■ Task description
The records that follow must be reproduced in full, with every picture excluded.

-- Extracted records follows --

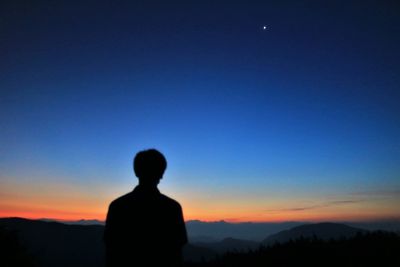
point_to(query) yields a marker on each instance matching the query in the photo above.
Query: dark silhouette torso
(144, 228)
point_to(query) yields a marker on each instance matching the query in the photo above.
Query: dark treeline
(367, 249)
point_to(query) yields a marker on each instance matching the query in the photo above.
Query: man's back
(144, 228)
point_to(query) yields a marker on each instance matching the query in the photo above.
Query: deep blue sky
(309, 105)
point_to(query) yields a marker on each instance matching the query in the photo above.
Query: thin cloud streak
(323, 205)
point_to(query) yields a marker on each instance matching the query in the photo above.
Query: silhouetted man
(145, 227)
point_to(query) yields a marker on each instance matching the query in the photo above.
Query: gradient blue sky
(299, 121)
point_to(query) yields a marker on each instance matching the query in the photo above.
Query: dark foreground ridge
(47, 244)
(364, 249)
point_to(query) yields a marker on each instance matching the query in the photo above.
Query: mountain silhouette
(229, 244)
(217, 231)
(322, 231)
(57, 244)
(65, 245)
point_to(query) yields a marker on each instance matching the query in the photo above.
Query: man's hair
(149, 163)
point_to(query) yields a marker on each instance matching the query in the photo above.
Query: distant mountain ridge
(322, 231)
(65, 245)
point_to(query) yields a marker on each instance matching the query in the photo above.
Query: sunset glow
(298, 122)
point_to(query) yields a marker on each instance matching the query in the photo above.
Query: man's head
(149, 166)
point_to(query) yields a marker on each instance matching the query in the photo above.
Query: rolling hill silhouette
(324, 231)
(65, 245)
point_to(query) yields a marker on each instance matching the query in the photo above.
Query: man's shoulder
(170, 201)
(122, 199)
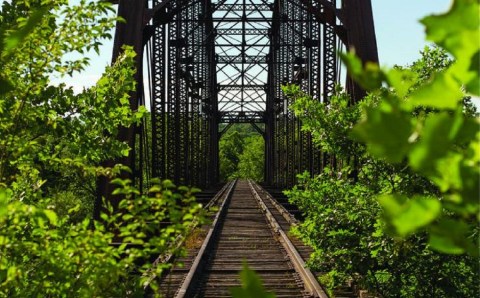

-- Extracted records concluded --

■ Output for this task
point_to(query) yields a marker on each instance matching the query in the photo above.
Query: dark silhouette torso
(144, 228)
point_to(query) yields a marker on each instance matching the query in the photo above.
Query: dark treeline
(367, 249)
point_to(query) yields a marker on each instance matching the query in the photo above.
Query: man's back
(144, 228)
point_to(query) yields a marker on each instance matching the query in the photo above.
Query: deep blue sky
(309, 105)
point_to(query) yields a marker on each instance matching the query in the photo above.
Query: thin cloud streak
(323, 205)
point_to(query) yields a marker on each instance matching the query in the photo above.
Query: silhouetted man
(145, 227)
point_to(query) yields a marker on each instance matching the query in the photo above.
Query: gradient blue sky
(299, 121)
point_to(query) yields a marker on each instance matching the query in the photo above.
Query: dark foreground ridge
(47, 244)
(364, 249)
point_to(query) yields a marker on each instance matching the query in the photo above.
Query: mountain silhouette
(229, 244)
(217, 231)
(322, 231)
(57, 244)
(65, 245)
point_to(query) yields a marker on each instance matching the query in the photo above.
Query: man's hair
(149, 163)
point_to(query) yields a marker on each instance matching the query in the photo above.
Query: distant mountain ridge
(322, 231)
(65, 245)
point_to(query) yields a marker on each instance matching the query in the photo above.
Query: sunset glow
(298, 122)
point_to(query) yields a marker on each instance matching the query in the photo above.
Query: man's head
(149, 166)
point_to(query) yields a marker on each instance matching the query in the photo above.
Query: rolling hill silhouette
(324, 231)
(65, 245)
point_to(query) yields a marker on each instance matching the query in the photo above.
Query: man's shoulder
(170, 201)
(122, 199)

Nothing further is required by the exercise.